• Aim of the exercise
Rewrite everything from "The full truth" down to "to me, work." in the piece on leadership and parenting, swapping "business coach" for "executive coach".

• Extract

When we talk about the programs from our company, we state that we are interested in developing leaders at every level. That does not just mean from senior executive to admin. It means from boardroom to dining room. Leadership, at its core is about helping others reach full potential. Isn’t that the deep yearning in all of us? Here is a good article and my response is an underline of what needs to be seen as a core competency of leadership.
By Lisa Earle McLeod, Huffington Post Contributor
We’re weird about paying for advice.
We’ll spend time and money on relatively non-important areas, like tennis lessons. Yet we often resist seeking expert advice in critical areas like our career or parenting.
Ask your neighbors how many of them have paid a golf pro. Then ask how many of them have ever hired a business coach or taken a parenting class. I guarantee you the number will be much lower.
Which is a shame. After 20 years of coaching leaders and studying parents, I’ve learned that the one thing exceptional leaders and parents do differently from everyone else is to seek out and pay for expert advice.
They read, they take classes; they’re always trying to up their game. They’re constantly in learner mode.
I’d love to tell you that I’m a lifelong learner in both leadership and parenting. But it would be a half truth.
The full truth is, I’ve been a student of parenting since before I had kids. But I didn’t hire an expert business coach until I was 5 years into owning my own firm.
I made the classic mistake. I was proactive about improving in the area where I felt the least confident — parenting. But less so in the area that came naturally to me, work.
Most people do the opposite; they get training for work, but not parenting.
Parenting expert Amy McCready, founder of Positive Parenting Solutions, says, “Most people don’t come to a parenting class until they’re in crisis and they’re out of control. They don’t know what to do and they’ve spiraled down.”
McCready’s new book, If I Have to Tell You One More Time: The Revolutionary Program That Gets Your Kids to Listen Without Yelling, Nagging or Reminding, opens with a candid story about her own parenting stress.
After years as a successful corporate executive, she elected to stay home with her two boys and found herself turning into “The Yelling Mom.”
In her video at www.AmyMcCready.com she says, “I had this aha moment one night when I thought, I feel like I’m getting sick. My throat was scratchy, it was hurting. I thought, I must
be coming down with something. Then I realized, I’m not getting sick. The reason my throat hurt is because I had been yelling so much that day.
I thought, how in the world did this happen to me? I love these little guys more than anything in the world and intellectually I didn’t want to be the yelling mom, but that’s who I had turned into.”
McCready went on to study Adlerian psychology and create online parenting education programs to help parents break out of the reactive power struggles she once found herself in. She even offers free training for military families (see www.positiveparentingsolutions.com).
As for me? I became a student of parenting because I wanted to create a happier, more successful family than the one I came from. My parents did their best, but I wanted to do a little better. I’m not a perfect parent, but 18 years into the job, I can honestly say, my kids are turning out fabulous and I’ve loved every minute of it.

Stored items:
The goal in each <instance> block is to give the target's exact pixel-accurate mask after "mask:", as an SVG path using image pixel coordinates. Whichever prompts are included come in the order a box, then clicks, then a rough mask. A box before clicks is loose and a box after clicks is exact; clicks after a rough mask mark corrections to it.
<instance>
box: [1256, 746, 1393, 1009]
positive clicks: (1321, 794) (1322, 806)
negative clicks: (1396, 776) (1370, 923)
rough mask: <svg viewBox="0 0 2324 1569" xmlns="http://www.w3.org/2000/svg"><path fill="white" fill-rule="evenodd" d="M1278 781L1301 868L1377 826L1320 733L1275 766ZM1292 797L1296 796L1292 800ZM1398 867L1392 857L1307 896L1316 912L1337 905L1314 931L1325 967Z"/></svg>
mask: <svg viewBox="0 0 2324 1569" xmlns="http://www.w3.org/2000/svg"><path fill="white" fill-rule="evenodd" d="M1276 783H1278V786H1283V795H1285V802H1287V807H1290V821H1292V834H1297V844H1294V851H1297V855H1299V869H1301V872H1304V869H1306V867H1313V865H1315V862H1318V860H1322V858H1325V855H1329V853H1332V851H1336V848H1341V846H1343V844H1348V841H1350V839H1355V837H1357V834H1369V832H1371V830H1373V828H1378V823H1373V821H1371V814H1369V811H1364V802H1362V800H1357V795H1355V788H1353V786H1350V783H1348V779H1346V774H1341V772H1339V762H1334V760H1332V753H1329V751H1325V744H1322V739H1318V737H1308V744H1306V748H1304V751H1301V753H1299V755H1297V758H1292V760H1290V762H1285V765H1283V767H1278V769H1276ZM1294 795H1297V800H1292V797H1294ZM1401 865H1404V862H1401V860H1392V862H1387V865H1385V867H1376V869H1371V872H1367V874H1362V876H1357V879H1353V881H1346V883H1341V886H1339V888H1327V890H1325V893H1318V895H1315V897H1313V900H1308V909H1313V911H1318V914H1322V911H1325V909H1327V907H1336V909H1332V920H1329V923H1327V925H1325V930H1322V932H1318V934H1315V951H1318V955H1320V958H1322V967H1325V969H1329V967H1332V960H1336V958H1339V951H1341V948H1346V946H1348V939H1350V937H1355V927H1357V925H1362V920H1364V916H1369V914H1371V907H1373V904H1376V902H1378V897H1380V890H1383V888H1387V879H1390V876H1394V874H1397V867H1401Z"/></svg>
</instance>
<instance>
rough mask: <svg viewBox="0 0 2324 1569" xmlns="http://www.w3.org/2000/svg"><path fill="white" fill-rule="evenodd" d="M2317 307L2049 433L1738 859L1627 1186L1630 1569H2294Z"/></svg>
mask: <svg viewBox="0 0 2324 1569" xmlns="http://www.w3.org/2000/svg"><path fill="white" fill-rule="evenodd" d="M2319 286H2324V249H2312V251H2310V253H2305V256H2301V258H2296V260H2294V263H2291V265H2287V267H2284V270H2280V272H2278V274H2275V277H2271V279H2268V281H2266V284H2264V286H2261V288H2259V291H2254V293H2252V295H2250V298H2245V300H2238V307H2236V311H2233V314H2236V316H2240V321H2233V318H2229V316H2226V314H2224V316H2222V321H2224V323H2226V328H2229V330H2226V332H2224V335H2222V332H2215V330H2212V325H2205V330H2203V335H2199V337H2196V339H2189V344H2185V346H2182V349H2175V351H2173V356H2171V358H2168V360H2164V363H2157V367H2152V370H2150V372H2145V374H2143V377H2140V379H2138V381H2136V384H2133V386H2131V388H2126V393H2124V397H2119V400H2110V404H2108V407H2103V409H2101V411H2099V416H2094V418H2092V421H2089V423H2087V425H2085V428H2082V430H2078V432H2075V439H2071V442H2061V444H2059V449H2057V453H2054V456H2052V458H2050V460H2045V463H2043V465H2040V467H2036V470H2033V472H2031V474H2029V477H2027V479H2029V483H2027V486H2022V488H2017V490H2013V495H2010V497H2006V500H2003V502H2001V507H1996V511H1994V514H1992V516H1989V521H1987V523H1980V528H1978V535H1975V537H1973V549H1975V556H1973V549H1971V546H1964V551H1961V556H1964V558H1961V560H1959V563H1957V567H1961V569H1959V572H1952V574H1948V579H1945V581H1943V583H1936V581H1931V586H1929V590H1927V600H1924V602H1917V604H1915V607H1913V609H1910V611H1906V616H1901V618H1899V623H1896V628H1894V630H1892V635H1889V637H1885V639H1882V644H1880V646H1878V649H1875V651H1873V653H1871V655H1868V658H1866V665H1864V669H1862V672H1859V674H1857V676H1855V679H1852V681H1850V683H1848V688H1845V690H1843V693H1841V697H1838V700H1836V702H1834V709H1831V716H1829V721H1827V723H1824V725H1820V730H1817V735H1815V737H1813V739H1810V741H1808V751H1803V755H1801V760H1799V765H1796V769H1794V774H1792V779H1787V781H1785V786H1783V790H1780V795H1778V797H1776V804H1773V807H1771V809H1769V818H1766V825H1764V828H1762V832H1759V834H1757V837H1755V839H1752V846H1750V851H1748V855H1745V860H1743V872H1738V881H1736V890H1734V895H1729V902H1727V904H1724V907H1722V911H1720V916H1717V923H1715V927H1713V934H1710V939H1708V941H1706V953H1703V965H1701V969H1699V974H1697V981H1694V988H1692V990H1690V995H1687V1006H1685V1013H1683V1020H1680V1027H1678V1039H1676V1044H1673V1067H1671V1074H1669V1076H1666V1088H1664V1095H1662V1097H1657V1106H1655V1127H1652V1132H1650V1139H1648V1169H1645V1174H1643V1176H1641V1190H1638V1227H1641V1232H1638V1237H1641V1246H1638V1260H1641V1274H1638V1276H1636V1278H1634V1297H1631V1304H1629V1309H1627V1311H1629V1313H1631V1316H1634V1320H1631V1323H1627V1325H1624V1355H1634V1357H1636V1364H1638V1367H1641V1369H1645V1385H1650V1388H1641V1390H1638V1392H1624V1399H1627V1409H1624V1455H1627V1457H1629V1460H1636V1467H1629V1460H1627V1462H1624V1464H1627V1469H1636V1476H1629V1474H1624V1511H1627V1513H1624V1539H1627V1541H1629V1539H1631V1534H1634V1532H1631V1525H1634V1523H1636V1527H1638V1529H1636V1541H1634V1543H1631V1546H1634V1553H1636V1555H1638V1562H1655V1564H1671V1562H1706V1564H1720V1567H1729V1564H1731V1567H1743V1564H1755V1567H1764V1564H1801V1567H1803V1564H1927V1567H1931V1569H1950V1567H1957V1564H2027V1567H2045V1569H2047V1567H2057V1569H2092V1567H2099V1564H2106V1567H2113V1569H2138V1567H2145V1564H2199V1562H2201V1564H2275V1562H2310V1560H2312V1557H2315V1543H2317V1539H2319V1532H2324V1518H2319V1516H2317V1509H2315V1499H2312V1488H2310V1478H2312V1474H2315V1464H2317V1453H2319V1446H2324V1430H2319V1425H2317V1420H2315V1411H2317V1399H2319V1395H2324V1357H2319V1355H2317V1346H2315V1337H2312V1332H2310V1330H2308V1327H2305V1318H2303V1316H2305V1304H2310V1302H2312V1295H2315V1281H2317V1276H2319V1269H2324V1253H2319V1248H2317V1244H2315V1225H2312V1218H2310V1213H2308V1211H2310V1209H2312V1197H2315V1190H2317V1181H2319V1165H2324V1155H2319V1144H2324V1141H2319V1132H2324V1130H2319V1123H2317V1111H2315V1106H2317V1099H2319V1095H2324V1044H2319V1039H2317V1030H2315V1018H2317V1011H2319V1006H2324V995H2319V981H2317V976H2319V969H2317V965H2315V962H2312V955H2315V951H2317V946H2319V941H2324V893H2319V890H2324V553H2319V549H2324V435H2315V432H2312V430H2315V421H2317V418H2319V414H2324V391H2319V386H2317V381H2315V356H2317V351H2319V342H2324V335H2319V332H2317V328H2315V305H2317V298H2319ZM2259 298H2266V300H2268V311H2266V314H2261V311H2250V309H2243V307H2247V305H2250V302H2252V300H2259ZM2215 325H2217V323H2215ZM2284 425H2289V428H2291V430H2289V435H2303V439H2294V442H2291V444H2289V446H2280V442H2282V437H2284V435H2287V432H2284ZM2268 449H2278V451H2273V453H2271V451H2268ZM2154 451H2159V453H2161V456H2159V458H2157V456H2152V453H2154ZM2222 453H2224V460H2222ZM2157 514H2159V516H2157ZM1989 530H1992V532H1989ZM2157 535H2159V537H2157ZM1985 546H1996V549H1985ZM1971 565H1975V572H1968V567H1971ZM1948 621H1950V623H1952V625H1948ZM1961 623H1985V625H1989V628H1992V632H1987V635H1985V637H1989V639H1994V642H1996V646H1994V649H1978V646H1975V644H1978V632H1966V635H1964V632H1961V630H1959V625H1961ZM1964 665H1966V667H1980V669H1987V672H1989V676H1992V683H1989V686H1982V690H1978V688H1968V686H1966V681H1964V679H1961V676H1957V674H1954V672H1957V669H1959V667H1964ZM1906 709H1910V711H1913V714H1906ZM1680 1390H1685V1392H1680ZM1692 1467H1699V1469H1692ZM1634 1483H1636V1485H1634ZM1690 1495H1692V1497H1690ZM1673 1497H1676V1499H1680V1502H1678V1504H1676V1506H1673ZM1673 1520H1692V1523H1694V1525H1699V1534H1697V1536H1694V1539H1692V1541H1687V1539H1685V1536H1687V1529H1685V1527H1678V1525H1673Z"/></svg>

• Answer to this exercise
The full truth is, I’ve been a student of parenting since before I had kids. But I didn’t hire an expert executive coach until I was 5 years into owning my own firm.
I made the classic mistake. I was proactive about improving in the area where I felt the least confident — parenting. But less so in the area that came naturally to me, work.